> [What is being asked] From the line that contains "of the crumbling" to the end of the entries, write out every line exactly, including both ends, and nothing more.

> [Recorded information]
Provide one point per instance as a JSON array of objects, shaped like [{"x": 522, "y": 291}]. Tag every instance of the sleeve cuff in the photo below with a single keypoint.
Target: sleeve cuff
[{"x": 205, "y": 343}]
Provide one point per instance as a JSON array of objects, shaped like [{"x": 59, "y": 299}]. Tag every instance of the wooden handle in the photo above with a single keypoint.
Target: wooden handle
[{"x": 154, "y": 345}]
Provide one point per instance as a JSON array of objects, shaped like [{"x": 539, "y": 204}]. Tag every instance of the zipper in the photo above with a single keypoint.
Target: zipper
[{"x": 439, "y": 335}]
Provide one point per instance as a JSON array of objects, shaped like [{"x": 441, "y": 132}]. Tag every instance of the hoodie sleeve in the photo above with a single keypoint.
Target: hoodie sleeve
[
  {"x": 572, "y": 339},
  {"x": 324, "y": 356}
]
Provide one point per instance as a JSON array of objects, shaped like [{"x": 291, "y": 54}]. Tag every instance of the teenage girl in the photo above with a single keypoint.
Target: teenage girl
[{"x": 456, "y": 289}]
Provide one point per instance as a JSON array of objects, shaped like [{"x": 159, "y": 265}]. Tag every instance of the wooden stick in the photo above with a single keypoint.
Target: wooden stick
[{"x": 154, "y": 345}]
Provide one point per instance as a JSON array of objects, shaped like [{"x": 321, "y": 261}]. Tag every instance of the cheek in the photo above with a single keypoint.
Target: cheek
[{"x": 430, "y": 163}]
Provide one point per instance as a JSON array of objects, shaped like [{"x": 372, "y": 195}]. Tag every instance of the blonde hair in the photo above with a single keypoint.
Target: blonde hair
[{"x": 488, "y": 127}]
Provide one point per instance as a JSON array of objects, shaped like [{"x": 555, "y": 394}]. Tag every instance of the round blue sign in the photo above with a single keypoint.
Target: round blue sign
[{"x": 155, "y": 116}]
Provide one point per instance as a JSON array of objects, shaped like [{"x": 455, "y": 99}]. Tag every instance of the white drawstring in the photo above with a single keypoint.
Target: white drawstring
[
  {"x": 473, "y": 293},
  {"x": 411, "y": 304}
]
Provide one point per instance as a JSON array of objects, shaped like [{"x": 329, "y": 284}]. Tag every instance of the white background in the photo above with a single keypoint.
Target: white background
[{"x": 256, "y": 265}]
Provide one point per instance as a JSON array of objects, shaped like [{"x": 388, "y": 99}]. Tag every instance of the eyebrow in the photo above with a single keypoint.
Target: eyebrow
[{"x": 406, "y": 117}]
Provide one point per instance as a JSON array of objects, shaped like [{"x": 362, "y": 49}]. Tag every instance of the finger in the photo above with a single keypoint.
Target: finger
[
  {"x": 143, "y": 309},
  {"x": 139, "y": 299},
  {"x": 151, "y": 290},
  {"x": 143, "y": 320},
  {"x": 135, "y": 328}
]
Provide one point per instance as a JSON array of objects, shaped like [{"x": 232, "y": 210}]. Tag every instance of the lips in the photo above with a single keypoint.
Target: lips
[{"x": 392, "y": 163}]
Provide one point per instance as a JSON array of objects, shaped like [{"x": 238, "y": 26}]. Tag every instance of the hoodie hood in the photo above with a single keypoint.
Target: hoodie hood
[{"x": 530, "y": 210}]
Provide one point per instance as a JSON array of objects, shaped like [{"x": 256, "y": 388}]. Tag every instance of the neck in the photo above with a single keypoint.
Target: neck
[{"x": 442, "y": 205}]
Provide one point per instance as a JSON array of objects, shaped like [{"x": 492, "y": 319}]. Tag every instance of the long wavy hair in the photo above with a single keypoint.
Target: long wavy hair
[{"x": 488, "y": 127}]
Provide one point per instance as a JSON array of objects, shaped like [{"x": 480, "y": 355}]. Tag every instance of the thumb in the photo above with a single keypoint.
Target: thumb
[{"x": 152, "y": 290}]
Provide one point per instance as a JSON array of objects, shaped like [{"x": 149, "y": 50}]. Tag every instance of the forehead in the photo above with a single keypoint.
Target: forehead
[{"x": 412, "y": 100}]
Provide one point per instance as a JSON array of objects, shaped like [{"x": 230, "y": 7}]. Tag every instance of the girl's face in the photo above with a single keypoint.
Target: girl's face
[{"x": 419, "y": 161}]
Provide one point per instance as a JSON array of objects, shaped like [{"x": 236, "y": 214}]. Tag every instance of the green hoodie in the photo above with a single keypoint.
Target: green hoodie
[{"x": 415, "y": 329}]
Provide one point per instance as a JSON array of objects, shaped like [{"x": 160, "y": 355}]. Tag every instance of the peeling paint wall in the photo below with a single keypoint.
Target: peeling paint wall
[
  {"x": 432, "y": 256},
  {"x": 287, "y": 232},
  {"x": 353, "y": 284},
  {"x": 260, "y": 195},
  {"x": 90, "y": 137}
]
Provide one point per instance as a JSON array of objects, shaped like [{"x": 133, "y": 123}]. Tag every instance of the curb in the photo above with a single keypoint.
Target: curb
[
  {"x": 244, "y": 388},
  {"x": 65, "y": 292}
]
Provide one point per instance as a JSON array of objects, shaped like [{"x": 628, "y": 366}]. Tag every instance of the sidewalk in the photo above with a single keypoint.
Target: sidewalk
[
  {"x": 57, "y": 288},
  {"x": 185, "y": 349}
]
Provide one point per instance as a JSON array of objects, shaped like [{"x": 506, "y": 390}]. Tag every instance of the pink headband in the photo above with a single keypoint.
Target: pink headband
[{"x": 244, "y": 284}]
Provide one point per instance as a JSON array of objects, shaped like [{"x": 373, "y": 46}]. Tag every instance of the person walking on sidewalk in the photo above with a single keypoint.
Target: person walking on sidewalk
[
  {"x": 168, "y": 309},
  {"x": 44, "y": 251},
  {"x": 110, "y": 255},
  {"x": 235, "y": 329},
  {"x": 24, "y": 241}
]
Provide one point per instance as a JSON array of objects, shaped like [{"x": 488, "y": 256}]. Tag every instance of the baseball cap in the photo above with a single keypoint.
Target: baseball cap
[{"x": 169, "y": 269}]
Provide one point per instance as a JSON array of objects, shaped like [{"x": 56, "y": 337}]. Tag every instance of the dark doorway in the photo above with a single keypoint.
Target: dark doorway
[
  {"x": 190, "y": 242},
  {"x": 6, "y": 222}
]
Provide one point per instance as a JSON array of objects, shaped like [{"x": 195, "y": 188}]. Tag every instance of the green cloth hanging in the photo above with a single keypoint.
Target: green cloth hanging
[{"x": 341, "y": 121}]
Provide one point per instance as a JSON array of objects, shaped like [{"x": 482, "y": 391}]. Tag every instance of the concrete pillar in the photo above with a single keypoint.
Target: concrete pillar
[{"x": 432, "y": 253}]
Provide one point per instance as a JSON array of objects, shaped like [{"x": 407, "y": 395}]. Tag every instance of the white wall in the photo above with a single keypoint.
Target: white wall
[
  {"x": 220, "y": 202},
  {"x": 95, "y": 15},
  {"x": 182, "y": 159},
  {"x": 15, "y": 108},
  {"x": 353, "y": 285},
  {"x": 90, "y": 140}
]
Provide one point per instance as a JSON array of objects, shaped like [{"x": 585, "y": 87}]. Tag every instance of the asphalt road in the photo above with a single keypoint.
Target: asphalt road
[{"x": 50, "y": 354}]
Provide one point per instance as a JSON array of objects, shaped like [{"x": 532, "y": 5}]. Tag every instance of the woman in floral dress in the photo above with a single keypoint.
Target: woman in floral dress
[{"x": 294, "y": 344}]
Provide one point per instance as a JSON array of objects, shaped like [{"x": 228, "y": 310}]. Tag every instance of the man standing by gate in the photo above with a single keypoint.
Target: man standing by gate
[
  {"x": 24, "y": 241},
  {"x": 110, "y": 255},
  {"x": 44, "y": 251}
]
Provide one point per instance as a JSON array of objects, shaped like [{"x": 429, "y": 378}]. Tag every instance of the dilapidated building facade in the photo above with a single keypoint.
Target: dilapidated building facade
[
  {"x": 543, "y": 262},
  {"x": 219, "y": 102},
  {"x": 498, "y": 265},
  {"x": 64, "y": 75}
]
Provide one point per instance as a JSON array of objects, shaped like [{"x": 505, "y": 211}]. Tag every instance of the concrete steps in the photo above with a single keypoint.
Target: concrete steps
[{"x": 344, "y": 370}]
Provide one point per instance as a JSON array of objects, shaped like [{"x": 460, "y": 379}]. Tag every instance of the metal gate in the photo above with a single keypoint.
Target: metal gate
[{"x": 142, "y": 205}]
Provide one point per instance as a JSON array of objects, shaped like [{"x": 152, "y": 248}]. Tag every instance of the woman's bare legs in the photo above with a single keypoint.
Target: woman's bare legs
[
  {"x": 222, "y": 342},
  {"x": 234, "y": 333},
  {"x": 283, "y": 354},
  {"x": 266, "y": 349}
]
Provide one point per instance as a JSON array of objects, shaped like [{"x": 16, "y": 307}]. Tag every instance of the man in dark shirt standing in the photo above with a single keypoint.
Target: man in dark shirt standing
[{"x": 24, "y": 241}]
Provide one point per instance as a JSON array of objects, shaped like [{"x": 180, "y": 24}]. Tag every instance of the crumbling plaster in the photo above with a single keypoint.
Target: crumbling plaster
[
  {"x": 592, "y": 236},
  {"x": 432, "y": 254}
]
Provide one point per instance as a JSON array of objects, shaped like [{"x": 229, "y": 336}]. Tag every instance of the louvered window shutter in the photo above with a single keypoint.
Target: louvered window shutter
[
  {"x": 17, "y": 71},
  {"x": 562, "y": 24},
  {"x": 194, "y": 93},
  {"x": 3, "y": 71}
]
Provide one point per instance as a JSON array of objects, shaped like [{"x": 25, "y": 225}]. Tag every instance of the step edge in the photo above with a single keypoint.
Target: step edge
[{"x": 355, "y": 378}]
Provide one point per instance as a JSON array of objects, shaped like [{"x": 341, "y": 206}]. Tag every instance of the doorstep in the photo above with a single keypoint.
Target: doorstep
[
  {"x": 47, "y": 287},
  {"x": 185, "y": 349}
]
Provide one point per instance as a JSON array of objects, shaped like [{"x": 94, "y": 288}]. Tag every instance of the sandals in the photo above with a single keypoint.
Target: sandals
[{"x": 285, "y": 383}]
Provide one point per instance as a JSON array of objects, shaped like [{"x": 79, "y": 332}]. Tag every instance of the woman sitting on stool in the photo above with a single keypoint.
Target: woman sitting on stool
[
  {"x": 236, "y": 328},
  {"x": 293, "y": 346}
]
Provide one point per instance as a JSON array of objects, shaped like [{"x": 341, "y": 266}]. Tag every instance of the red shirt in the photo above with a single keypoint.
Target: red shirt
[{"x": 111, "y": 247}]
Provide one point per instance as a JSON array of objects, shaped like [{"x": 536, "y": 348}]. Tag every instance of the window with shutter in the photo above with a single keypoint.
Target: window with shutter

> [Output]
Provide one point per instance as a JSON array of objects, shaped like [{"x": 180, "y": 24}]. Tag every instance of the crumbling plaster in the photo above with a single keypoint.
Target: crumbling plaster
[
  {"x": 592, "y": 236},
  {"x": 432, "y": 254}
]
Provide one point per instance as a JSON array of objects, shaped like [{"x": 229, "y": 336}]. Tag every instance of the louvered window shutter in the photo above with a single keypoint.
Target: louvered window shutter
[
  {"x": 17, "y": 71},
  {"x": 562, "y": 24},
  {"x": 194, "y": 93},
  {"x": 3, "y": 71}
]
Provide one point per instance as a JSON array of objects, shaped like [{"x": 25, "y": 225}]. Tag every instance of the step edge in the photo above with a single keypoint.
Target: step edge
[{"x": 355, "y": 378}]
Provide one point per instance as a JSON array of objects, shaped like [{"x": 341, "y": 206}]. Tag every instance of the doorstep in the photo above with a single keypoint.
Target: doorstep
[
  {"x": 47, "y": 287},
  {"x": 185, "y": 349}
]
Provide one point per instance as a JSON array of objects, shaped like [{"x": 94, "y": 288}]. Tag every instance of the sandals in the photo above with a single keypoint.
Target: sandals
[{"x": 285, "y": 383}]
Provide one point per instance as a JSON array of objects, shaped like [{"x": 79, "y": 332}]. Tag every instance of the woman sitting on stool in the photo above with a single keypoint.
Target: woman sitting on stool
[
  {"x": 236, "y": 328},
  {"x": 293, "y": 346}
]
Provide one point per instance as a JSON array of objects, shaped like [{"x": 341, "y": 266}]. Tag every instance of the red shirt in the photo above with a single keypoint.
Target: red shirt
[{"x": 111, "y": 247}]
Provide one point per instance as a JSON array of objects, shaped like [{"x": 536, "y": 348}]. Tag every instance of the window with shutter in the photo above with a single keypoint.
Target: window with shutter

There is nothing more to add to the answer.